[Object pointing dataset rows]
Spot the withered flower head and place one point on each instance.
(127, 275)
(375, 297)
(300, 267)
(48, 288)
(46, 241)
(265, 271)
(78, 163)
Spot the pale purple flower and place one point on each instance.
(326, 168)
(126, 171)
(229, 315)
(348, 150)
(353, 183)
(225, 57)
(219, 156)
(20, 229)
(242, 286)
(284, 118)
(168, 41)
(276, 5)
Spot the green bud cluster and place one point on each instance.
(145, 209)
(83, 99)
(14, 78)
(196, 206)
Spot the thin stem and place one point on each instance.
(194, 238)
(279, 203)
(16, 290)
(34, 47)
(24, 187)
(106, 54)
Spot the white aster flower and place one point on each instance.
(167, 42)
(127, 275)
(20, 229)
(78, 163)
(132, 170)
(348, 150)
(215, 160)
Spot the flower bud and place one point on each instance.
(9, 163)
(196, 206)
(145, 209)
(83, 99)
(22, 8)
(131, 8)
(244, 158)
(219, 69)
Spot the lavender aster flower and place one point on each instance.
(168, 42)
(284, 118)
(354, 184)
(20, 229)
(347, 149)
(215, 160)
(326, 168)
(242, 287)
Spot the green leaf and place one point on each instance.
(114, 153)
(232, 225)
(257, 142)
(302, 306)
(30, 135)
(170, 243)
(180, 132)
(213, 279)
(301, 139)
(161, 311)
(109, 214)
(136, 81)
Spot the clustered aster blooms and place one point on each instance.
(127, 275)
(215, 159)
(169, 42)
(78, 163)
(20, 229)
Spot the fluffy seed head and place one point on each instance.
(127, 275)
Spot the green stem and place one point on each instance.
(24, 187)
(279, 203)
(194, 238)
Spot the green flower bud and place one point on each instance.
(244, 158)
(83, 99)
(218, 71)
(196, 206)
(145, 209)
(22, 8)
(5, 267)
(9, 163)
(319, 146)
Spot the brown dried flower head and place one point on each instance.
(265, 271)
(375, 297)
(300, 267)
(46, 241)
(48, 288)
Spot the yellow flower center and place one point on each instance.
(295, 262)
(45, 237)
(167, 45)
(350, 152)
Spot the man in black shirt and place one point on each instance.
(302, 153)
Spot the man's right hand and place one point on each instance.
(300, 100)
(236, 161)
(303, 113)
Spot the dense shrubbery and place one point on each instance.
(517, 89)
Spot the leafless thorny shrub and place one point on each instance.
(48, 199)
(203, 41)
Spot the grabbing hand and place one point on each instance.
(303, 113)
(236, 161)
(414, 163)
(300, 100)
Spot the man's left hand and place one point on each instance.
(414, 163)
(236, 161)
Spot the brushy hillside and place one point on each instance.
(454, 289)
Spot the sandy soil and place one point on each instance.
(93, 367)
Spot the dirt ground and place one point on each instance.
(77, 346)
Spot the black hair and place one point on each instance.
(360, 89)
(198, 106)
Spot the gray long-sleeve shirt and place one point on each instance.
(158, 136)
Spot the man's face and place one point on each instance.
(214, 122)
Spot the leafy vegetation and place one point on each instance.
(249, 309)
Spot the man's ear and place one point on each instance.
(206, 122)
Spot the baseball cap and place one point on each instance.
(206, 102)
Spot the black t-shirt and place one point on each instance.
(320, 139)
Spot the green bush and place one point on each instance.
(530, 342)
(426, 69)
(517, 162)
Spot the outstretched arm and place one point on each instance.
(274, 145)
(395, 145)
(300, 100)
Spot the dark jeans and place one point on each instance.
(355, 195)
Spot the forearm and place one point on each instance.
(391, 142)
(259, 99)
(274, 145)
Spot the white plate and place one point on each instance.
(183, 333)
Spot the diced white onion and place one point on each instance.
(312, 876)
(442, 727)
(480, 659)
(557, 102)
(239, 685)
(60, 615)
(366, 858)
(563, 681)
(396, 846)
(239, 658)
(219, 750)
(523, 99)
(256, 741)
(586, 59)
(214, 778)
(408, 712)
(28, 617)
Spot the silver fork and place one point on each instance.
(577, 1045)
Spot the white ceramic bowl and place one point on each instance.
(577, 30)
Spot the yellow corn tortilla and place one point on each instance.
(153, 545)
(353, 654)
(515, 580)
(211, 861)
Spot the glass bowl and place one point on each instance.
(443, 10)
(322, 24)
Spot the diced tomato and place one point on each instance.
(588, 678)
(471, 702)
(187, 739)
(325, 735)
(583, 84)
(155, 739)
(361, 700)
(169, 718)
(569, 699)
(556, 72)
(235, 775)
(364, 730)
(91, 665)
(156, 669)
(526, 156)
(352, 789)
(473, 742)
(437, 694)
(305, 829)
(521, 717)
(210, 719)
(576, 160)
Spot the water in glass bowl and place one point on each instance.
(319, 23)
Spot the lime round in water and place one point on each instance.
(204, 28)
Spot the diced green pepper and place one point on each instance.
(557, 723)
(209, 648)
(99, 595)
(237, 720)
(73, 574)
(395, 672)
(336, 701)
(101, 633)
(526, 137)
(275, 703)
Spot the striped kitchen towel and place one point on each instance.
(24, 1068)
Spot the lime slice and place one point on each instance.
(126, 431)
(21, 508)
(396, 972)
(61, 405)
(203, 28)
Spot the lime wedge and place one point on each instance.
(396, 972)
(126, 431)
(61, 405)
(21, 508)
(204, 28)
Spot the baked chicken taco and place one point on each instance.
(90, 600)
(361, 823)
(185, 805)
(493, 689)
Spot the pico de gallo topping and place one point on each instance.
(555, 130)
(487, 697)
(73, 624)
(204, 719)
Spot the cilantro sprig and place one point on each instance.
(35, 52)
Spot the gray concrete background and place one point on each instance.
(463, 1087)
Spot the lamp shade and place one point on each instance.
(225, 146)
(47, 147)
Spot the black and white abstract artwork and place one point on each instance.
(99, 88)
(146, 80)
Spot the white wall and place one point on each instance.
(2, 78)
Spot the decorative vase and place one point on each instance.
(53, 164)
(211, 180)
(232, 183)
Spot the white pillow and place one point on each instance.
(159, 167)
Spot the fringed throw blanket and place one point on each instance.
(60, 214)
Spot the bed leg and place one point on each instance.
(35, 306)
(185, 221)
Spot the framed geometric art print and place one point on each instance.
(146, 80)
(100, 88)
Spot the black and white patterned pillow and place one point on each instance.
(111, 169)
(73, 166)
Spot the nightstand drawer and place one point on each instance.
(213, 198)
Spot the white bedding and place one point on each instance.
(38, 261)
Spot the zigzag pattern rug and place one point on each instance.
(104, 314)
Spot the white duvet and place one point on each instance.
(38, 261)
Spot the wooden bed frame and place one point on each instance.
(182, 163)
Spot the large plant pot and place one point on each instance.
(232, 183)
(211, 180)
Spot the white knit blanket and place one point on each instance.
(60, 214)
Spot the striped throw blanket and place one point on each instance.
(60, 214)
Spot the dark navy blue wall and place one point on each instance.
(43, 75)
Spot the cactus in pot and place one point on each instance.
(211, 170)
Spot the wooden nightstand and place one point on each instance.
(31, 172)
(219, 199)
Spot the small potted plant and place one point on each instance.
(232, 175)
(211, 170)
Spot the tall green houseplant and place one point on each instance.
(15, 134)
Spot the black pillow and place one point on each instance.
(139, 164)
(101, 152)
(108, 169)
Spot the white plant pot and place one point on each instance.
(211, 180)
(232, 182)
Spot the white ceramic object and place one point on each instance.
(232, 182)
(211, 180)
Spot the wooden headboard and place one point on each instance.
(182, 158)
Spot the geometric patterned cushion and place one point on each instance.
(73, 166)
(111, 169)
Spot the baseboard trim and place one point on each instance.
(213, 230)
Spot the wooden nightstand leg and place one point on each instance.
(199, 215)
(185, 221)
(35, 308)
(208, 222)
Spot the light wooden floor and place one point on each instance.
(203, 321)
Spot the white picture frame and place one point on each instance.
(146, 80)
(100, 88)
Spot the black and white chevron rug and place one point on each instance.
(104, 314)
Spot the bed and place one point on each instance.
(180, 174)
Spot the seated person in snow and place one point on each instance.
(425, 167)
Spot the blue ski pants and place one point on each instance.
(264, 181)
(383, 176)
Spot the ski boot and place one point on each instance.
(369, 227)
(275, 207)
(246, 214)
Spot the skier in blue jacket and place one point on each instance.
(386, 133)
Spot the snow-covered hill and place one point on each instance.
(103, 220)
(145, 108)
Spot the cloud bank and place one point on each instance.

Problem to solve:
Copy out the records word for word, from the line containing "Spot the bed and" through the end of the records.

Answer in full:
Spot the bed and place one point on each instance.
(180, 174)
Spot the seated person in snow and place one point on each instance.
(425, 167)
Spot the blue ski pants and place one point on each instance.
(264, 181)
(383, 176)
Spot the ski boot and place one point on each instance.
(369, 227)
(275, 207)
(246, 214)
Spot the skier in blue jacket and place one point on each instance.
(386, 133)
Spot the snow-covered hill and place one point on each instance.
(103, 220)
(145, 108)
Spot the cloud bank and place one point on each instance.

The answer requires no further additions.